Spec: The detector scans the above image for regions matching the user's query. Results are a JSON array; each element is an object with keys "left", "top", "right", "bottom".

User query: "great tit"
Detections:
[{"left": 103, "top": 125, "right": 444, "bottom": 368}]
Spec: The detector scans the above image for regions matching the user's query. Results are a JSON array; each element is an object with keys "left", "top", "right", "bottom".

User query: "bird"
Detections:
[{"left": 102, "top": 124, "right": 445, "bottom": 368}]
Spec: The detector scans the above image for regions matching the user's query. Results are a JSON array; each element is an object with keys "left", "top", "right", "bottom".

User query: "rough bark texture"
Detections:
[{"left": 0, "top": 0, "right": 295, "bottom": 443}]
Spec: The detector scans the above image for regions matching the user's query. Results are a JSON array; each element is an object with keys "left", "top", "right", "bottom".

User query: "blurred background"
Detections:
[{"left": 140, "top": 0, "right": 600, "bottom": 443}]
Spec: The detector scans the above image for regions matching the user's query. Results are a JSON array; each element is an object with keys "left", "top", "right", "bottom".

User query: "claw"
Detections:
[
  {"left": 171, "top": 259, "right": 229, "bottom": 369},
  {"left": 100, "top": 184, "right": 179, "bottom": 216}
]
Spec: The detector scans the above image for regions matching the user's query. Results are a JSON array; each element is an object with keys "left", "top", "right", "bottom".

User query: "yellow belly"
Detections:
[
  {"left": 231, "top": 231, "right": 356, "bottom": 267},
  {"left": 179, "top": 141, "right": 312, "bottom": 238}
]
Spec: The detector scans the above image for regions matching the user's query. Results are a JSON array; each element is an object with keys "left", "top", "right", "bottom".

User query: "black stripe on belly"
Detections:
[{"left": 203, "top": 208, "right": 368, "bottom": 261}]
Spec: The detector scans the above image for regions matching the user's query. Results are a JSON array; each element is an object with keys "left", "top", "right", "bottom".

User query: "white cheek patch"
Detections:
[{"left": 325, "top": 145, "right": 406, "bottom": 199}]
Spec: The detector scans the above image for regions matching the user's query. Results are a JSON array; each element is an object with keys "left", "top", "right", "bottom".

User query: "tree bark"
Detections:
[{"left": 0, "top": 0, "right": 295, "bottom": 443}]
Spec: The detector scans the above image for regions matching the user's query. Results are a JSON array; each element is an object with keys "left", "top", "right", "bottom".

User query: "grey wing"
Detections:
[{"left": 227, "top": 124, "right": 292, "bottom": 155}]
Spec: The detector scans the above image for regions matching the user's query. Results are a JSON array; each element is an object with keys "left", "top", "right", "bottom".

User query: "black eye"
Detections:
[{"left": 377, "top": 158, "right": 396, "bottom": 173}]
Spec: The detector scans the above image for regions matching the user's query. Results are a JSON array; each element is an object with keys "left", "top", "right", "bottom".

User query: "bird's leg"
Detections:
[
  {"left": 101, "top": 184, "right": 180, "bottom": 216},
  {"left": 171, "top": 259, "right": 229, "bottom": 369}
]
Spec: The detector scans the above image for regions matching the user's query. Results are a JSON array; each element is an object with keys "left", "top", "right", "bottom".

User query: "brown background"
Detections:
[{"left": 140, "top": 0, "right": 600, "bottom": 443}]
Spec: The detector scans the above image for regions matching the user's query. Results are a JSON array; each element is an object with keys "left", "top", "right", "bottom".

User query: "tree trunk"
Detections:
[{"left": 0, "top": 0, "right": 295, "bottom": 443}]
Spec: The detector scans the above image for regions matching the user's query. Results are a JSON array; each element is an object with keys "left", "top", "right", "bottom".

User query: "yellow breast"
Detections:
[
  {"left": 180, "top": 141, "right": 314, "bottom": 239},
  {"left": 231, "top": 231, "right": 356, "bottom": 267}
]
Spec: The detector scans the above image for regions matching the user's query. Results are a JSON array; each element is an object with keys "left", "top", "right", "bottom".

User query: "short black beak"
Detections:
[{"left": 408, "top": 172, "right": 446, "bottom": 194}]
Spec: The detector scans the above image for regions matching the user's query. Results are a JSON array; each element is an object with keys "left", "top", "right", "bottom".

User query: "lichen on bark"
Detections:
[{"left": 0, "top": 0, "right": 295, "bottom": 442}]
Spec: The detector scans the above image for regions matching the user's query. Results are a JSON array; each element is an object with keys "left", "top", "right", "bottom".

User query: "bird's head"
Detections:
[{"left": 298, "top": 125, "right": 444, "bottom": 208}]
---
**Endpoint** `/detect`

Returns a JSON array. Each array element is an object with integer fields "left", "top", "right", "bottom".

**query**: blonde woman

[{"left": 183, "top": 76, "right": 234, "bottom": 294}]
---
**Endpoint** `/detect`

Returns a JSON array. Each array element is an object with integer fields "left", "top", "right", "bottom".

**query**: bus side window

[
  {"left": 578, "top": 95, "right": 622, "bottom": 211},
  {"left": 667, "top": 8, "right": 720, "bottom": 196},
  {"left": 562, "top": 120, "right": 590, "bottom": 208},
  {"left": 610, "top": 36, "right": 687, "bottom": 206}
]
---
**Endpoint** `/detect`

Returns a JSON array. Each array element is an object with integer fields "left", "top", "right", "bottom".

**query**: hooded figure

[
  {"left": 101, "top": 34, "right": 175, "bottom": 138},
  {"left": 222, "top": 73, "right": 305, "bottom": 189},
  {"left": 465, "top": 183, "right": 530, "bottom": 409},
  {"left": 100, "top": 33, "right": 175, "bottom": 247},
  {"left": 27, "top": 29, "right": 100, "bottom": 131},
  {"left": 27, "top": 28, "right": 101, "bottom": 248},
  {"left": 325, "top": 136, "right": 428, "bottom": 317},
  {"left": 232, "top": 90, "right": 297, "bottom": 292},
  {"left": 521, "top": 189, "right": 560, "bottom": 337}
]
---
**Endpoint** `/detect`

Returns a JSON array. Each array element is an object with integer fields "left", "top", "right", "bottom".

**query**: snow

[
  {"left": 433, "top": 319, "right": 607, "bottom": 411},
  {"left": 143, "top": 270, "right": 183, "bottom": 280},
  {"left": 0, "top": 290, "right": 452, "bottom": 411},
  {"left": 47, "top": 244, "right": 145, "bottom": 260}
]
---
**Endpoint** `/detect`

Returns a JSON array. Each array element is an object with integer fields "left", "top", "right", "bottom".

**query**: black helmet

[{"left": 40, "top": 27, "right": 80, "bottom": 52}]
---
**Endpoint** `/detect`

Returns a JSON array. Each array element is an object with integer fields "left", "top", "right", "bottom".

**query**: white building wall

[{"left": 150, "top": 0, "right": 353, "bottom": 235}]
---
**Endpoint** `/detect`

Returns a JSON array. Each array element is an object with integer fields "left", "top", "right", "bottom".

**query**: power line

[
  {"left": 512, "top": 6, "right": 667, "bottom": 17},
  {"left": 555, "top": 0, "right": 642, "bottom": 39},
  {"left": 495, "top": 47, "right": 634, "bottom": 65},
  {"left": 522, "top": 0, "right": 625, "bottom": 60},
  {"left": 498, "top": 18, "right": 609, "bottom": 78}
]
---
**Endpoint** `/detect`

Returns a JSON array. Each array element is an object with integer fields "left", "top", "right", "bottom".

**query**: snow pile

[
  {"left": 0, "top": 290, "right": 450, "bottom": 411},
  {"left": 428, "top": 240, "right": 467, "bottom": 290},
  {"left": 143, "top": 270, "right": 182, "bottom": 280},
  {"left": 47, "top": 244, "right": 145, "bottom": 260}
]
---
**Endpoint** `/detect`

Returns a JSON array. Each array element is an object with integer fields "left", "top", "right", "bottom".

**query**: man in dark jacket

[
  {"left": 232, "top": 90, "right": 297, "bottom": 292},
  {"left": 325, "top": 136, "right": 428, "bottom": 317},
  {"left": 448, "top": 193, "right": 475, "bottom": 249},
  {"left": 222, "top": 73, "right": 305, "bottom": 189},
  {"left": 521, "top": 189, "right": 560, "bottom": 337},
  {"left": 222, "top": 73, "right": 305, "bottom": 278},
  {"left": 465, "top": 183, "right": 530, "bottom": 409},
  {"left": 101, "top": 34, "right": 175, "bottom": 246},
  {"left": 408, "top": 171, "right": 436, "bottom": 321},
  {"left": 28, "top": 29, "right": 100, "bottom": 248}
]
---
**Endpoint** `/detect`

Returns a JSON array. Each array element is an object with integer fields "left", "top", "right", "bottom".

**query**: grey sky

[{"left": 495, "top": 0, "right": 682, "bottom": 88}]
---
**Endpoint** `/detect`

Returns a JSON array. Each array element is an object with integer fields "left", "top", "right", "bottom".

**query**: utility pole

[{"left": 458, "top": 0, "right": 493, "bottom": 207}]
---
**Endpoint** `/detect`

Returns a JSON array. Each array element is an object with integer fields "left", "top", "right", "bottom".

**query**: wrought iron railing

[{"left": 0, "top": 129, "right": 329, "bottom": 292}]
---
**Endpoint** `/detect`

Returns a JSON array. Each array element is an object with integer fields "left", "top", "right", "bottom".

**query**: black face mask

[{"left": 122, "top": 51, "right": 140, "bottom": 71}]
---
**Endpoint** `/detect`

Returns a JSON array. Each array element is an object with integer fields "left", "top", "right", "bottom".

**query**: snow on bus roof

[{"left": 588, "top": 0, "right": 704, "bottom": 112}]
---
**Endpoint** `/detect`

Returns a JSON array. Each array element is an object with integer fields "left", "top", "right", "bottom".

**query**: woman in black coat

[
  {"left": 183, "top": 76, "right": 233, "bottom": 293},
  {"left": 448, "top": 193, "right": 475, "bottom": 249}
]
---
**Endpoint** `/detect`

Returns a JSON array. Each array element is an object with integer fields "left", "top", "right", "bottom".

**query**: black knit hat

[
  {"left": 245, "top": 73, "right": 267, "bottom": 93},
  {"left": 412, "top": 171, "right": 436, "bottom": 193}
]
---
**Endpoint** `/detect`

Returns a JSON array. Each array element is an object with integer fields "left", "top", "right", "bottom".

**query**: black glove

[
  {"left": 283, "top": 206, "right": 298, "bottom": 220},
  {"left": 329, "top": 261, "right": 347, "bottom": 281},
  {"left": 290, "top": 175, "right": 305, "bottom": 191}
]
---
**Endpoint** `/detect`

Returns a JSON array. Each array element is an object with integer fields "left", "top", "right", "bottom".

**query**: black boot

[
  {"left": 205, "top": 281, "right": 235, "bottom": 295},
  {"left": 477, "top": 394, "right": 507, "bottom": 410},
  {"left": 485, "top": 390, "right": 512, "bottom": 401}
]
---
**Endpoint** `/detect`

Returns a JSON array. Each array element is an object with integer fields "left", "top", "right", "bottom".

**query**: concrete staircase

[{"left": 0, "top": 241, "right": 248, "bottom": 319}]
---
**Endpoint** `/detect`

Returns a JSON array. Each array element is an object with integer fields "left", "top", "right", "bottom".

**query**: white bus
# # #
**Task to complete:**
Identify each line in the data above that contains the word "belly", treating uppercase and lowercase as different, and copy those lines.

**Finished task:**
User query: "yellow belly"
User query: "black stripe on belly"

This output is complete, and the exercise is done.